+++ TEXTAUSZUG +++

Das Dschungelbuch (Originaltitel: The Jungle Book) ist der 19. abendfüllende Zeichentrickfilm der Walt-Disney-Studios aus dem Jahr 1967, der auf den Dschungelbuch-Erzählungen von Rudyard Kipling basiert. Er wurde am 18. Oktober 1967 veröffentlicht und war der letzte Zeichentrickfilm in Spielfilmlänge, der noch von Walt Disney selbst produziert wurde. Dieser verstarb noch während der Herstellungsphase. Der Film erlangte vor allem in Europa eine enorme Popularität, nicht zuletzt wegen der Lieder im Film.
In Deutschland ist der Film sogar der bisher erfolgreichste. 2003 erstellte die Bundeszentrale für politische Bildung in Zusammenarbeit mit zahlreichen Filmschaffenden einen 35 Filme umfassenden Filmkanon für die Arbeit an Schulen und nahm Das Dschungelbuch in die Liste mit auf. 1990 produzierte Disney die Serie Käpt’n Balu und seine tollkühne Crew. Die Hauptfigur der Serie war Balu, der zwar nun ein Pilot war, aber trotzdem immer noch denselben Charakter wie im Film hatte. Auch Louie, als Barbesitzer, und Shir Khan, als reicher Firmenmogul, tauchten in der Serie auf. 1996 erschien die kurzlebige Serie Die Dschungelbuch Kids, die die Kinderzeit der Dschungelbuchtiere zum Thema hatte. 2003 erschien mit Das Dschungelbuch 2 eine Fortsetzung zum Film.

+++ AUFGELISTETE EINTRÄGE +++

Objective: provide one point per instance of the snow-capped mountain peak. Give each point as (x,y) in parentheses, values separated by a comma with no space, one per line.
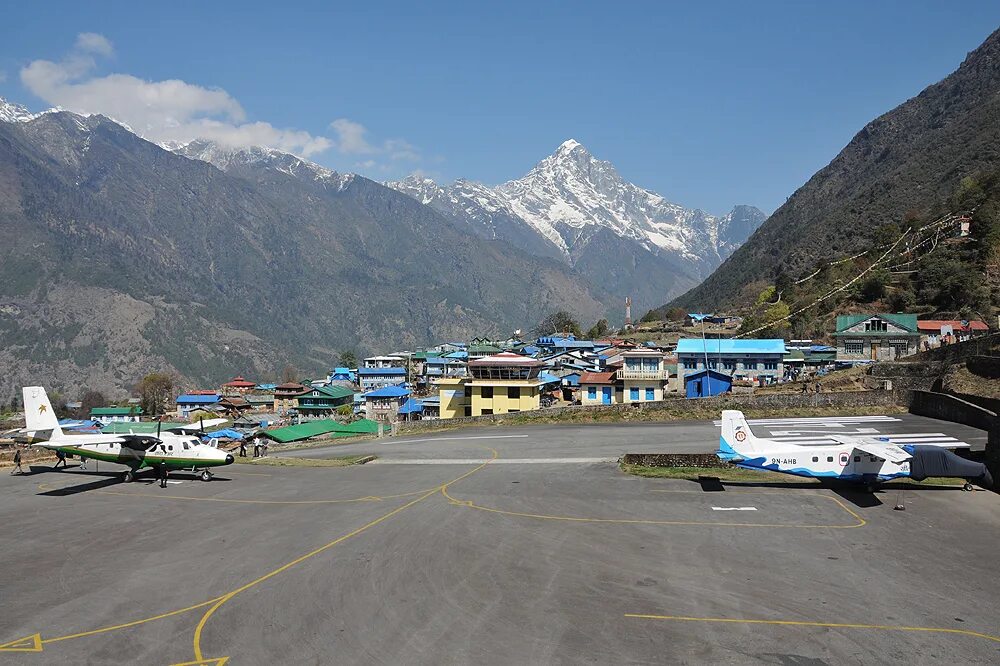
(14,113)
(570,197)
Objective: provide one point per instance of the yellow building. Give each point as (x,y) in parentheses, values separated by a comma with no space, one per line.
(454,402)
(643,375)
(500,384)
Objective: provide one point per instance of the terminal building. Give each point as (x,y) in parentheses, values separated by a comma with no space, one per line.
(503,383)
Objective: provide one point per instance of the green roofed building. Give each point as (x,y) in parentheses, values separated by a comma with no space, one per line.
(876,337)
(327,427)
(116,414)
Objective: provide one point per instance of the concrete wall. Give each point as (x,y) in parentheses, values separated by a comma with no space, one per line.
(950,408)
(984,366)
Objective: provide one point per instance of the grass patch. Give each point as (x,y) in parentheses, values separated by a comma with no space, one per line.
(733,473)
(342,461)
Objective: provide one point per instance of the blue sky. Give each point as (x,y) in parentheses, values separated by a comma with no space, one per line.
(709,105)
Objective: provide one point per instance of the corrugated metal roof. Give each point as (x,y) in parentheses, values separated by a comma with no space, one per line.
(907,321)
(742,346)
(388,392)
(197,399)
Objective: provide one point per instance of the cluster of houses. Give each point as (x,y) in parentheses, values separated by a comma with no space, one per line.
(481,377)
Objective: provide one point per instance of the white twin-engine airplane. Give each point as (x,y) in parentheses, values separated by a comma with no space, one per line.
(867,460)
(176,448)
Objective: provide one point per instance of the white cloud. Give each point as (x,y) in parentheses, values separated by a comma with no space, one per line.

+++
+++ AUFGELISTETE EINTRÄGE +++

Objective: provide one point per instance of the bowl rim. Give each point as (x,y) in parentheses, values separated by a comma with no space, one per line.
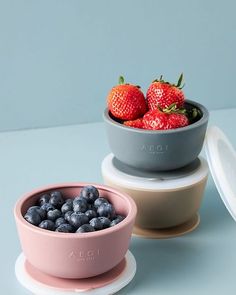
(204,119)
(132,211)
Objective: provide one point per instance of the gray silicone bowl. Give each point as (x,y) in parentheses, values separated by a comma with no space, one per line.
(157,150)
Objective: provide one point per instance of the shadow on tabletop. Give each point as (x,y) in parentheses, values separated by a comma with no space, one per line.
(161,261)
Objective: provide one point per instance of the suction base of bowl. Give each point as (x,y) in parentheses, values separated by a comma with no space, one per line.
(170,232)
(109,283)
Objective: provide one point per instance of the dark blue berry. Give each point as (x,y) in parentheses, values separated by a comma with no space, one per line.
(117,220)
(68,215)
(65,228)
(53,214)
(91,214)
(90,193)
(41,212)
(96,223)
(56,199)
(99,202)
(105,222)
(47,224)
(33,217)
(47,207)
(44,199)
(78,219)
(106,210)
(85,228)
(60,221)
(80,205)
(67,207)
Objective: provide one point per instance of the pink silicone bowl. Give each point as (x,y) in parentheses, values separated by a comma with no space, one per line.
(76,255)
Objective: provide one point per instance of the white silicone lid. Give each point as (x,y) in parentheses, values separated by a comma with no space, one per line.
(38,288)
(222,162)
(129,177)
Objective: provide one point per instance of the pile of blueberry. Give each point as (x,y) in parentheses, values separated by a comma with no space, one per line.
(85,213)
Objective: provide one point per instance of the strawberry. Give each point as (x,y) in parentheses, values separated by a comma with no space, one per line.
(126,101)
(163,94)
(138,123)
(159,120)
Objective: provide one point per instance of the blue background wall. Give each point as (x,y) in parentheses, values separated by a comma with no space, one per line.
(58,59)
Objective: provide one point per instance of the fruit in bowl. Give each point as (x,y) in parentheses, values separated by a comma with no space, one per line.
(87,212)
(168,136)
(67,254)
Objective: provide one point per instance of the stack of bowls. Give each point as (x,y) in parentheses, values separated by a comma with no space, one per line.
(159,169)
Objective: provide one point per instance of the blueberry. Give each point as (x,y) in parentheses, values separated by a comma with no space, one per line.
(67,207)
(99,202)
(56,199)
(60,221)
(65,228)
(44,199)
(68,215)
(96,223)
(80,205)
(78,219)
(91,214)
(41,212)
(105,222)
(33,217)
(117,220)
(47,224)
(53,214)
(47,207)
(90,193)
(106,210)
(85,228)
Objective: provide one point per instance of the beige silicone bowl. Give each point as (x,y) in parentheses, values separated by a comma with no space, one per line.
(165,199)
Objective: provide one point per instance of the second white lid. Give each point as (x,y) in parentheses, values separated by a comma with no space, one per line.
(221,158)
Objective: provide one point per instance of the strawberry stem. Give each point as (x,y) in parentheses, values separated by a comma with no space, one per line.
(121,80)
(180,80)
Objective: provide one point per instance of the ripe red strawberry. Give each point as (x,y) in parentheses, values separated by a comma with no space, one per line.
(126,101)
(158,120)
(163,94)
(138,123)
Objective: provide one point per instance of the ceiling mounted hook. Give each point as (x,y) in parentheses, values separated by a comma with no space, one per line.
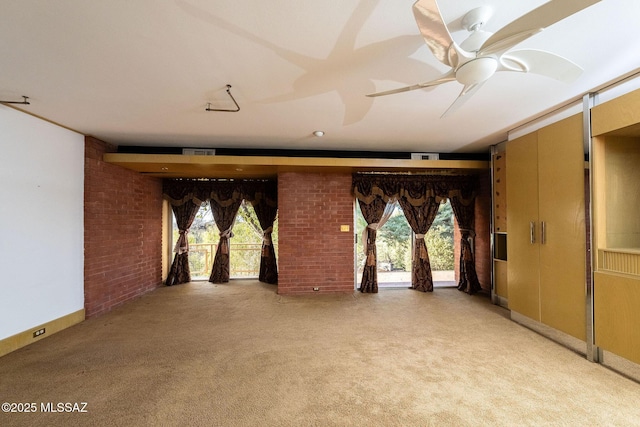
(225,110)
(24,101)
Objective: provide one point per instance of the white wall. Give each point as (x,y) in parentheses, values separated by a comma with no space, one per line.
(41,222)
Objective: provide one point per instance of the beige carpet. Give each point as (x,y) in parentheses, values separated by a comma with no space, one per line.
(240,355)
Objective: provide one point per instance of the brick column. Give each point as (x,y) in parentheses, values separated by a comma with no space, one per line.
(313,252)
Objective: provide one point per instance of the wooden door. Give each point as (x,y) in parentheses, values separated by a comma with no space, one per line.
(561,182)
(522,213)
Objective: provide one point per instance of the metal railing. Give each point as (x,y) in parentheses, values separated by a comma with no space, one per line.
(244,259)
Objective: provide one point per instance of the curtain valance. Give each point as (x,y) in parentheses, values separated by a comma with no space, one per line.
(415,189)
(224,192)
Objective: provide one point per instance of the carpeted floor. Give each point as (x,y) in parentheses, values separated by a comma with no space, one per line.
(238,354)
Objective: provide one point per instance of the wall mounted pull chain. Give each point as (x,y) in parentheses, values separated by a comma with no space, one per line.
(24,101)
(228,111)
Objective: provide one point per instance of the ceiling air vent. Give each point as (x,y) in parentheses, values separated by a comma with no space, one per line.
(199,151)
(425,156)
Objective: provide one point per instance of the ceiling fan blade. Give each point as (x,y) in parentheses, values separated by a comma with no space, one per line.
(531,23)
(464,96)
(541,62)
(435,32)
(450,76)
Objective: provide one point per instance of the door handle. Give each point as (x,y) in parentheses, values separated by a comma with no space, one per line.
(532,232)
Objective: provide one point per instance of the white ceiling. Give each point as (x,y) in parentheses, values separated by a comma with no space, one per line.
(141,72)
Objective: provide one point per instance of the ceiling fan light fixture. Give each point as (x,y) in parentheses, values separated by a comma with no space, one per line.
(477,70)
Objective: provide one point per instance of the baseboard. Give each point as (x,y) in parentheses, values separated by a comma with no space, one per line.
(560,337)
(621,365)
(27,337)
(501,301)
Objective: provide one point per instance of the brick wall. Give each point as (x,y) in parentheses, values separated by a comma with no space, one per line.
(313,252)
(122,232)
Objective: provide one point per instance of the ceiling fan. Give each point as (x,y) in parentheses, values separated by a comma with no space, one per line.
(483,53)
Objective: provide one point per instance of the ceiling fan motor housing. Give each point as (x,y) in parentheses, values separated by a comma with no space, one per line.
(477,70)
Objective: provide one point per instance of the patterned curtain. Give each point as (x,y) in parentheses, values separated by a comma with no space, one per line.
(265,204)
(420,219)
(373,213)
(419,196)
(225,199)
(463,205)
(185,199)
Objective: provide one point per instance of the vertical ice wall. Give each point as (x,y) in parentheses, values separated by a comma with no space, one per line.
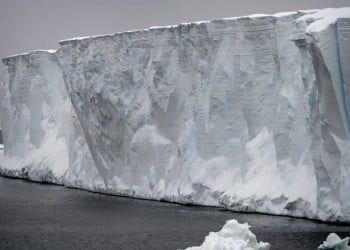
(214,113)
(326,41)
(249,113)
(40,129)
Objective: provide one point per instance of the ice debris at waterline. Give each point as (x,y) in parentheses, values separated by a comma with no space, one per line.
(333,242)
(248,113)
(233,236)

+++

**ZU BEARBEITEN:**
A. Nennen Sie alle Serien und Filme, die laut dem Text über Das Dschungelbuch nach dem Film von 1967 entstanden sind.
B. Schreiben Sie aus dem Text über Das Dschungelbuch den Abschnitt ab, beginnend bei „Das Dschungelbuch (Originaltitel: The“ und endend bei „Lieder im Film.“.
C. An welchem Tag wurde der Film laut dem Text über Das Dschungelbuch veröffentlicht?
Die Zeilen stehen in keinem Zusammenhang mit dem Text.

**ANTWORTEN JE AUFGABE:**
A. Käpt’n Balu und seine tollkühne Crew (1990), Die Dschungelbuch Kids (1996), Das Dschungelbuch 2 (2003)

B.
Das Dschungelbuch (Originaltitel: The Jungle Book) ist der 19. abendfüllende Zeichentrickfilm der Walt-Disney-Studios aus dem Jahr 1967, der auf den Dschungelbuch-Erzählungen von Rudyard Kipling basiert. Er wurde am 18. Oktober 1967 veröffentlicht und war der letzte Zeichentrickfilm in Spielfilmlänge, der noch von Walt Disney selbst produziert wurde. Dieser verstarb noch während der Herstellungsphase. Der Film erlangte vor allem in Europa eine enorme Popularität, nicht zuletzt wegen der Lieder im Film.

C. Am 18. Oktober 1967.